Referring expression data
+--
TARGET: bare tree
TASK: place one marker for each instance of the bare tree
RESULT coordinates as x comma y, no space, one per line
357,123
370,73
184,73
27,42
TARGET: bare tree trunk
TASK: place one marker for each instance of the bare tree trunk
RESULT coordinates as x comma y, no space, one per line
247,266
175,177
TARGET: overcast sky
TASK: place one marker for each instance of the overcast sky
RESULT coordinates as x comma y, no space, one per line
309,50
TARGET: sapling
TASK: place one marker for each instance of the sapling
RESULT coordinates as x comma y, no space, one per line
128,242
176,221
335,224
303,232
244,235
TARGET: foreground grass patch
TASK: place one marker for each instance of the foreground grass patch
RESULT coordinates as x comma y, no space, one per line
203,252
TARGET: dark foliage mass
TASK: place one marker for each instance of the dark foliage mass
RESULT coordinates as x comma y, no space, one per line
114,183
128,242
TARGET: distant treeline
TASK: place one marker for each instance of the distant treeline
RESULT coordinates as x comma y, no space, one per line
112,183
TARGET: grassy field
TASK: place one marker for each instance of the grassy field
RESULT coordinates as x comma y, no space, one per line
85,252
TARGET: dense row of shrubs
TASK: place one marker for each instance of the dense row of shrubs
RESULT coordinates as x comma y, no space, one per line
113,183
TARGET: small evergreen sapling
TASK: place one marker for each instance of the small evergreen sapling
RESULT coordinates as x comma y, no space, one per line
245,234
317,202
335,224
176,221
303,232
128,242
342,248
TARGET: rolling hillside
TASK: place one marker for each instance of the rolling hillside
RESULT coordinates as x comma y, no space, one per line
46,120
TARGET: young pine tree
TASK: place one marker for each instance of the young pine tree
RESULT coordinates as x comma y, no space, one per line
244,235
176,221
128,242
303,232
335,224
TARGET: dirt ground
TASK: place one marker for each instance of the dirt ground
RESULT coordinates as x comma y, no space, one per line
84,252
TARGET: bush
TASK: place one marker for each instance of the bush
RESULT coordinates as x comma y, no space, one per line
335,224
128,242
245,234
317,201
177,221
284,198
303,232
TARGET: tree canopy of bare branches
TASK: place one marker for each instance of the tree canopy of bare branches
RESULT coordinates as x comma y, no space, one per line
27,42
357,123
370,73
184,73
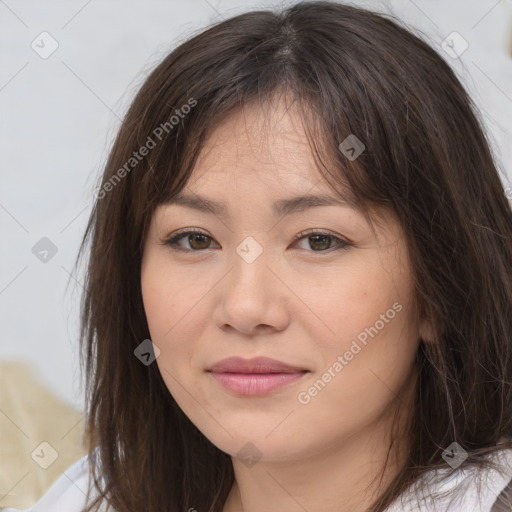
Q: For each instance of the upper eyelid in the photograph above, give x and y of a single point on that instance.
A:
(180, 234)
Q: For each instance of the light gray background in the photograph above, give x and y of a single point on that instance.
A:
(60, 114)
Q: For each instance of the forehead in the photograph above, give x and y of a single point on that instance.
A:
(260, 141)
+--
[Task directions] Reproduce exactly, with nothing added, the lines from the line with "TARGET: dirt ground" through the end of the entries above; pictures are to be left out.

[Answer area]
TARGET: dirt ground
TASK: place one marker for each instance of the dirt ground
RESULT coordinates as x comma y, no space, one per line
84,252
TARGET: bush
TASK: place one marker for each instance of the bush
RESULT coordinates as x comma y, no space, one per line
335,224
128,242
245,234
317,201
177,221
284,198
303,232
TARGET: tree canopy of bare branches
TASK: place one marker for each instance of the tree canopy of bare branches
RESULT coordinates as x comma y, no space, one per line
27,42
357,123
370,73
184,73
Q: For each instance of the upper eyelid in the photograph above, give x and y of a single point on that instance.
A:
(180, 234)
Q: For each instance of the light gray background in the photograph above, give x and y of a single point on that instance.
A:
(60, 114)
Q: For each instance of the forehead in the photograph above, give x and y of a single point on that instance.
A:
(260, 141)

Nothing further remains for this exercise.